AMD initially announced at its Next Horizon event in 2018 that it would extend the Infinity Fabric of its data center MI60 Radeon Instinct GPUs to enable a 100 Gbps link between GPUs, much like Nvidia's NVLink. But with its Frontier supercomputer announcement in May, AMD divulged that it would expand the approach to enable memory coherency between CPUs and GPUs.

(Image credit: Twitter)

The annual Rice Oil and Gas HPC event hasn't concluded yet, but according to a tweet from Intersect 360 Research analyst Addison Snell tweeted yesterday, AMD announced that future Epyc+Radeon generations will include shared memory/cache coherency between the GPU and CPU over the Infinity Fabric, similar to what AMD enabled in its Raven Ridge Ryzen products.

We also got a glimpse of some slides presented at Rice Oil and Gas, courtesy of a tweet from Extreme Computing Research Center senior research scientist Hatem Ltaief.

Image 1 of 5 (Image credit: Twitter @HatemLtaief @addisonsnell) Image 2 of 5 (Image credit: Twitter @HatemLtaief @addisonsnell) Image 3 of 5 (Image credit: Twitter @HatemLtaief @addisonsnell) Image 4 of 5 (Image credit: Twitter @HatemLtaief @addisonsnell) Image 5 of 5 (Image credit: Twitter @HatemLtaief @addisonsnell)

AMD's charts highlight the divide between power efficiency of various compute solutions, like semi-custom SoCs and FPGAs, GPGPUs and general purpose x86 compute cores, and highlights the FLOPS performance relative to both power consumed and the amount of silicon area required to deliver that performance. As we can see, general purpose CPUs lag behind, but optimizations for vectorized code that use dedicated SIMD pathways can boost performance in both metrics. However, GPUs still hold a commanding lead in both power efficiency and area consumed.

Leveraging cache coherency, like the company does with its Ryzen APUs that unite the power of the Zen x86 architecture and Radeon Vega graphics cores, enables the best of both worlds and, according to the slides, unifies the data and provides a "simple on-ramp to CPU+GPU for all codes."

AMD also provided some examples of the code required to use a GPU without unified memory, while coding for a unified memory architecture actually alleviates much of the coding burden.

• _Job A_: Reproduce the records from their first line through the line containing "51], [13, 45]]", both included, with the requests and all, and shift every coordinate in the answers by adding -69. Leave the pictures out.

• _Records supplied_:
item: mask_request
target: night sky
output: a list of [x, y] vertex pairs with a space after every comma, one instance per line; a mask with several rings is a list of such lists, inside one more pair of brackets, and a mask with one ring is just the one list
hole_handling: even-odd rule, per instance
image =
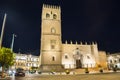
[[[119, 0], [118, 0], [119, 1]], [[62, 42], [98, 43], [99, 50], [120, 52], [120, 5], [117, 0], [0, 0], [0, 31], [7, 13], [3, 46], [39, 55], [42, 5], [60, 5]]]

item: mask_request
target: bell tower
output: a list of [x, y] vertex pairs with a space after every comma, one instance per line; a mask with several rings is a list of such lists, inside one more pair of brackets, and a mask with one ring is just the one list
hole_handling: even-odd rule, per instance
[[61, 9], [43, 5], [41, 23], [40, 68], [51, 71], [61, 68]]

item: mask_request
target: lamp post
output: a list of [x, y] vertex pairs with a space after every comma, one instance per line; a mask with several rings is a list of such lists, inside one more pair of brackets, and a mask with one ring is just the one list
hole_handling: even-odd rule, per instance
[[0, 36], [0, 38], [1, 38], [1, 40], [0, 40], [0, 49], [2, 48], [3, 33], [4, 33], [6, 18], [7, 18], [7, 14], [5, 13], [4, 20], [3, 20], [3, 25], [2, 25], [1, 36]]
[[14, 45], [14, 39], [15, 39], [16, 35], [13, 34], [12, 36], [12, 43], [11, 43], [11, 51], [13, 51], [13, 45]]

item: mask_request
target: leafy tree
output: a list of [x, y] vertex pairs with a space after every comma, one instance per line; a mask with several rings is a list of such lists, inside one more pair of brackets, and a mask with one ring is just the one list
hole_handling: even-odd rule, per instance
[[15, 55], [9, 48], [2, 47], [0, 49], [0, 64], [2, 67], [2, 77], [4, 77], [3, 73], [5, 67], [12, 66], [14, 64]]

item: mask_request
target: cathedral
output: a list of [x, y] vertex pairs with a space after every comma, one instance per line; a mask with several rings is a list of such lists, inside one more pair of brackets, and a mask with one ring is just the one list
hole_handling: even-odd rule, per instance
[[96, 42], [62, 43], [60, 6], [44, 4], [41, 21], [41, 70], [107, 67], [106, 53], [98, 50]]

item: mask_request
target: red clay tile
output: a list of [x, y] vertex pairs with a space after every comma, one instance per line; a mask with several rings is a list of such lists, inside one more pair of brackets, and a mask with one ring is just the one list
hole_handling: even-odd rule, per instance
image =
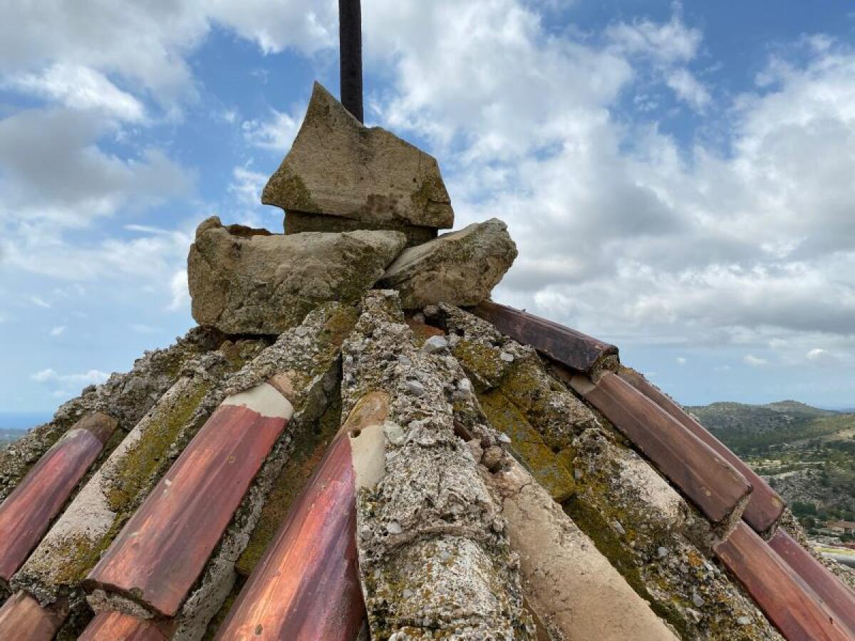
[[789, 641], [855, 639], [845, 624], [747, 524], [739, 523], [715, 550]]
[[766, 481], [746, 465], [739, 456], [730, 451], [727, 445], [707, 432], [704, 426], [687, 414], [681, 407], [652, 385], [644, 376], [635, 372], [628, 371], [622, 372], [620, 376], [680, 421], [686, 429], [718, 452], [722, 458], [738, 469], [752, 484], [754, 490], [748, 499], [748, 504], [742, 514], [742, 518], [756, 532], [764, 532], [775, 524], [784, 509], [784, 502]]
[[[381, 425], [388, 411], [384, 392], [357, 403], [244, 586], [217, 641], [356, 638], [365, 618], [355, 539], [356, 485], [376, 465], [367, 430]], [[382, 432], [380, 436], [382, 450]]]
[[78, 420], [0, 505], [0, 581], [8, 583], [38, 544], [116, 424], [100, 412]]
[[596, 385], [583, 376], [572, 377], [570, 385], [711, 520], [728, 518], [751, 491], [730, 463], [623, 379], [606, 372]]
[[167, 641], [167, 637], [150, 621], [112, 611], [96, 615], [77, 641]]
[[769, 545], [813, 589], [828, 609], [855, 631], [855, 592], [840, 583], [784, 530], [778, 530], [769, 540]]
[[364, 618], [351, 445], [339, 434], [250, 577], [220, 641], [353, 641]]
[[131, 517], [86, 587], [174, 616], [292, 411], [268, 384], [227, 399]]
[[577, 372], [589, 372], [604, 356], [617, 355], [614, 345], [512, 307], [485, 301], [469, 311]]
[[27, 592], [16, 592], [0, 608], [3, 641], [50, 641], [68, 615], [65, 603], [43, 608]]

• _Job B_: According to the article on AMD's Infinity Fabric, what link speed between GPUs did AMD announce at its Next Horizon event in 2018?

• _Solution A_:
item: mask_request
target: night sky
output: a list of [x, y] vertex pairs with a space after every comma, one instance per line; a mask with several rings is a list of such lists, inside one more pair of brackets, and a mask with one ring is just the one list
hole_handling: even-odd rule, per instance
image =
[[[50, -69], [49, -69], [50, -68]], [[-7, -27], [29, -26], [30, -19], [51, -17], [51, -64], [48, -69], [-69, -69], [-69, -38], [-62, -56], [-66, -23], [-30, -14], [-27, -64], [-9, -64]]]

item: mask_request
target: bell tower
output: a list of [x, y] vertex pairs with a space after every comma, one instance per line; a mask with several rings is a list of such lists, inside one more pair of brackets, and a mask with one ring is just the one list
hole_handling: even-odd rule, per instance
[[-8, -60], [-26, -64], [-28, -46], [-29, -1], [-18, 2], [-8, -1]]

item: mask_request
target: lamp post
output: a list of [x, y] vertex pairs with a space after every comma, one instance per line; a mask with several rings is a list of such lists, inside one more pair of brackets, and a mask with one ring is just the one list
hole_handling: even-odd rule, per instance
[[-69, -33], [-69, -31], [-68, -31], [-68, -29], [-69, -29], [-69, -20], [-67, -21], [-66, -36], [-65, -36], [-63, -51], [-62, -51], [-62, -55], [-64, -56], [-65, -49], [-66, -49], [-66, -44], [-67, -44], [-68, -33]]
[[-55, -24], [-55, -30], [-54, -30], [-53, -34], [-56, -35], [-57, -33], [-57, -26], [-58, -26], [-58, -18], [-56, -18], [-56, -24]]

• _Solution B_: A 100 Gbps link between GPUs.